> WHAT YOU SHOULD DO
Give the material again in full, matching it exactly.
────────────────────────────────────────
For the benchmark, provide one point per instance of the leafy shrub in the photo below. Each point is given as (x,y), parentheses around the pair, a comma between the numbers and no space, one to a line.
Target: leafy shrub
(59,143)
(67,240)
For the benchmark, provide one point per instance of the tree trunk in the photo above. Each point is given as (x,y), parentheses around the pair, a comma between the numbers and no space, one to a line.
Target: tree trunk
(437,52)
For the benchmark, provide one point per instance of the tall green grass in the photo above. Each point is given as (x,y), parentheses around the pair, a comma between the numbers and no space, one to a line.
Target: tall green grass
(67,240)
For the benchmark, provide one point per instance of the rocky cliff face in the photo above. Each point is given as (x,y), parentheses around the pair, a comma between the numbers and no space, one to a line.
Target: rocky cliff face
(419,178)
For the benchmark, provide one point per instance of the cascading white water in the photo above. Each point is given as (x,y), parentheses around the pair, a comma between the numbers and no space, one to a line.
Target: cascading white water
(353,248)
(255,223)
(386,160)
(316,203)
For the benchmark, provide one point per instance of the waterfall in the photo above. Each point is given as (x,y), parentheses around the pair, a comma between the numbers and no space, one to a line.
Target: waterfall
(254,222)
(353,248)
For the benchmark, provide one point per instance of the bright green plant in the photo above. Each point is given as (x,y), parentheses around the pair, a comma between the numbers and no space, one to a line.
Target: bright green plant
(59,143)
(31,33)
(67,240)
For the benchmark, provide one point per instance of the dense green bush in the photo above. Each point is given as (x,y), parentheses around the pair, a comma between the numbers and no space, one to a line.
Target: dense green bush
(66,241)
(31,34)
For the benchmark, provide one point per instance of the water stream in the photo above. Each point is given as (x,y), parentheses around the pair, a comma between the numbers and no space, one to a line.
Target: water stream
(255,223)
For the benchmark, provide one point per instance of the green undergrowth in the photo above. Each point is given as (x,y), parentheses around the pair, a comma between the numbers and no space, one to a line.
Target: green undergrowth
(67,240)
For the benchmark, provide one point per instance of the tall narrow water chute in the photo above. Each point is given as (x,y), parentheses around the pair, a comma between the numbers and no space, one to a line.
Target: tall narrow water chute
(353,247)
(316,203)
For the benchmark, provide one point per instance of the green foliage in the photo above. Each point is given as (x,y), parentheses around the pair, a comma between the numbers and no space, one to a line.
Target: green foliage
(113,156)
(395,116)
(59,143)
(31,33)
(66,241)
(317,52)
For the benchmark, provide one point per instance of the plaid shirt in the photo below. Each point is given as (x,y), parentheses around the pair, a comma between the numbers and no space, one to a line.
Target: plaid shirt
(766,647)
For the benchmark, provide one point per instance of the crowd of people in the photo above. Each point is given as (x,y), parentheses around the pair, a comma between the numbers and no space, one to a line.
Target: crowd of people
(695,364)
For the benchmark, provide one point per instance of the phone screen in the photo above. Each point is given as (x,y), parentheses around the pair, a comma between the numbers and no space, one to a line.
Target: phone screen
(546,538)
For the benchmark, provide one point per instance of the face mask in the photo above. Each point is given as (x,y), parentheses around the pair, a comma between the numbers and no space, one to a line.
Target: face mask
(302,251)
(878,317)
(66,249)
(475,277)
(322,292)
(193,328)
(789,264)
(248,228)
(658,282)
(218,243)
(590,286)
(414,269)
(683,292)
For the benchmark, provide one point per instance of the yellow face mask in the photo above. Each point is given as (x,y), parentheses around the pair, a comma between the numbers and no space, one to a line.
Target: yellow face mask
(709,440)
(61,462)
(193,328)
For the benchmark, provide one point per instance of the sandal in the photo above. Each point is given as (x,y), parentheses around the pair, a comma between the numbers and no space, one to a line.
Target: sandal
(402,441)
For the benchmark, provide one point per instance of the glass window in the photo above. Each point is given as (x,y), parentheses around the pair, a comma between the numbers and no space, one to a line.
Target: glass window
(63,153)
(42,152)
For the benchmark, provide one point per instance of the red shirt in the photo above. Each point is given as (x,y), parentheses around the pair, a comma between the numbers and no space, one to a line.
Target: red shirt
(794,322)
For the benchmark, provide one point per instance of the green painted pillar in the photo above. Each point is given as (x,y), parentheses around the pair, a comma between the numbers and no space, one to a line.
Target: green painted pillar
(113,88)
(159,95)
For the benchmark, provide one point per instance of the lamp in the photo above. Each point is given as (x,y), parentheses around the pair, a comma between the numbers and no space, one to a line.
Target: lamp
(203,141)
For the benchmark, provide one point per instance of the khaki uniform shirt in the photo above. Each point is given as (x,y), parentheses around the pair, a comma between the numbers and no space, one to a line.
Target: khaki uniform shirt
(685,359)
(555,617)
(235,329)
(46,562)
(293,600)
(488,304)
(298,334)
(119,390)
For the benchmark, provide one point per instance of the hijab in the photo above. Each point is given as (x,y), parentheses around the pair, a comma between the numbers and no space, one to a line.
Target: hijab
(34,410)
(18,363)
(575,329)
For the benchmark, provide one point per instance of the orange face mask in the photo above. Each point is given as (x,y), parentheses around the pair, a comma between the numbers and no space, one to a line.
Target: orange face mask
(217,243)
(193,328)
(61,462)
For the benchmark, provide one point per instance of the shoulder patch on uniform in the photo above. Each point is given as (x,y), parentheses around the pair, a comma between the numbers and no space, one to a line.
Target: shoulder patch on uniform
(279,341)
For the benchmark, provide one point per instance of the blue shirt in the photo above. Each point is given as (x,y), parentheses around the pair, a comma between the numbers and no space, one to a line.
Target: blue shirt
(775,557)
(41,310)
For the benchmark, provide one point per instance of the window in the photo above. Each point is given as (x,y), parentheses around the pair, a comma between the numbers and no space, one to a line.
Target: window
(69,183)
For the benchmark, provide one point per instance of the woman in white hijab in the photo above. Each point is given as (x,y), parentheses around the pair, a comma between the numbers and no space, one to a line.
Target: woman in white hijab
────────────────────────────────────────
> RESPONSE BELOW
For the benchmark, provide one point per instance of the leafy shrub in the photo below. Each point is given as (x,y), parentheses around the pair, a comma between the numbers and no space, one to a line.
Target: leafy shrub
(59,143)
(67,240)
For the benchmark, provide one point per instance of the tree trunk in the photo above. Each point is given as (x,y), parentheses around the pair, a comma between the numbers and no space, one to a line.
Target: tree trunk
(437,52)
For the benchmark, provide one point per instance of the tall green grass in the photo above. Each point is given as (x,y), parentheses around the pair, a comma between the numbers and no space, one to a line.
Target: tall green grass
(67,240)
For the benchmark, provide one point per instance of the rocky cliff face in the photo above. Each point is given as (x,y), parentheses around the pair, a comma between the numbers and no space, one to a line.
Target: rocky cliff face
(419,178)
For the benchmark, provide one point per instance of the cascading white water in the photo above. Each point is given as (x,y), parentheses around the pair, a comma between the numbers and no space, one to a line.
Target: cascading white water
(353,248)
(255,223)
(386,160)
(316,203)
For the benchmark, provide one point per instance of the waterfall in the photo above. Each point is given as (x,y), parentheses around the pair, a comma between the numbers and no space, one to a line.
Target: waterfall
(254,222)
(353,248)
For the benchmark, provide one point per instance of the bright green plant in the photo above. Each point is given as (x,y), parentheses around the pair, a comma between the numbers and no space, one to a line.
Target: bright green plant
(59,143)
(31,33)
(67,240)
For the benchmark, provide one point per instance of the dense green bush in the photo above. Each point is given as (x,y), parentheses around the pair, a comma between the numbers and no space, one to a line.
Target: dense green bush
(66,241)
(31,34)
For the benchmark, provide one point per instance of the water stream in the photo above. Each point is given as (x,y), parentheses around the pair, a comma between the numbers and no space, one to a line.
Target: water stream
(255,223)
For the benchmark, provide one point per instance of the green undergrowth in the photo above. Each point is given as (x,y), parentheses around the pair, a comma between the numbers and no space, one to a line.
Target: green undergrowth
(67,240)
For the benchmark, provide one point per instance of the tall narrow water chute in the photo above. Each point is given as (x,y), parentheses around the pair, a comma between the numbers and no space, one to a line.
Target: tall narrow water chute
(353,247)
(316,203)
For the benchmark, provide one point per instance of the green foliage in the photo above. Each point is given as (x,y), parentheses around the pair, a comma between the numbers and no space, one to a line.
Target: green foliage
(113,156)
(395,116)
(59,143)
(31,33)
(66,241)
(317,52)
For the benchmark, provide one point per instance of the plaid shirt in the photo below. Each point is given as (x,y), parentheses around the pair, a comma between the numbers and no space, one to a line.
Target: plaid shirt
(766,647)
For the benchmark, provide one point per instance of the crowd of people in the photo above. Each point is given as (x,y), parentheses around the pair, a comma between the numbers and no space, one to a line.
Target: crowd of people
(695,364)
For the benchmark, provide one point per instance of the phone screen in the photo above. Each point is given as (x,y), parentheses around the pair, a comma between the numbers and no space, one to a line.
Target: phone screen
(546,538)
For the benchmark, provide one point per instance of the face mask in the photo above. Each point is given as (x,y), parentheses around the pair, a comma between the numbers and no space, one to a line.
Target: face mask
(302,251)
(878,317)
(66,249)
(475,277)
(322,292)
(193,328)
(789,264)
(248,228)
(658,282)
(218,243)
(590,286)
(414,269)
(683,292)
For the benchmark, provide one point per instance of the yellow face mask in the photo above. Each point is given as (x,y), parentheses around the pair, a comma between the numbers and no space, one to a line.
Target: yellow face mask
(709,440)
(61,462)
(193,328)
For the benchmark, provide one point per instance of the sandal in the photo above. Each point is given as (x,y), parentheses around the pair, a comma between the numbers and no space, one to a line.
Target: sandal
(402,441)
For the benchmark, provide one point per instance of the glass window in the photo above. Each point is given as (x,y), parentheses around the pair, a comma between the numbers and no space, one to a line.
Target: glass window
(63,153)
(42,152)
For the benchmark, provide one point per instance of the red shirt in the photo above. Each point is given as (x,y), parentheses around the pair, a comma between the numbers and no space, one to a line.
Target: red shirt
(794,322)
For the benchmark, provide one point per instance of the green painted pillar in the photo above. Each point is given as (x,y), parentheses around the pair, a comma between the numbers and no space, one to a line.
Target: green painted pillar
(113,88)
(159,95)
For the benchmark, provide one point per instance of the lamp in the photo above. Each point is given as (x,y), parentheses around the pair, a comma between the numbers and no space, one to a line.
Target: lamp
(203,141)
For the benchmark, provide one point per instance of the khaki uniform shirt in the photo above. Each point is given as (x,y), parentheses around the pair, a comma between the numbers and no space, one to a line.
Target: khaki uniform shirt
(685,359)
(555,617)
(235,329)
(46,562)
(293,600)
(488,304)
(298,334)
(119,390)
For the benchmark, provide one point per instance of the hijab in the photo above. Each point is given as (x,y), parentheses around the pair, a comma between the numbers and no space, one to a line.
Target: hijab
(34,410)
(18,363)
(575,329)
For the benchmark, provide one point per instance of the orange face mask in the photo above. Each point is given as (x,y), parentheses around the pair, a comma between the numbers and no space, one to a line.
Target: orange face mask
(217,243)
(193,328)
(61,462)
For the benchmark, provide one point per instance of the shoulder patch on uniform in the photo above. Each point is given as (x,y), parentheses around the pair, a comma between the numbers and no space, one to a line.
Target: shoulder patch on uniform
(279,341)
For the benchmark, provide one point per instance of the blue shirt in the photo above. Each point is given as (x,y), parentheses around the pair, a comma between the numbers and no space, one to a line.
Target: blue shirt
(775,557)
(41,310)
For the benchmark, provide one point per instance of the window in the photo above. Each point is given as (x,y), parentheses around the pair, a comma between the numbers and no space, one to a line.
Target: window
(69,183)
For the benchmark, provide one point per instance of the woman in white hijab in the photo above. Each point is given as (x,y), parentheses around the pair, a comma between the numbers and no space, one to a line.
Target: woman in white hijab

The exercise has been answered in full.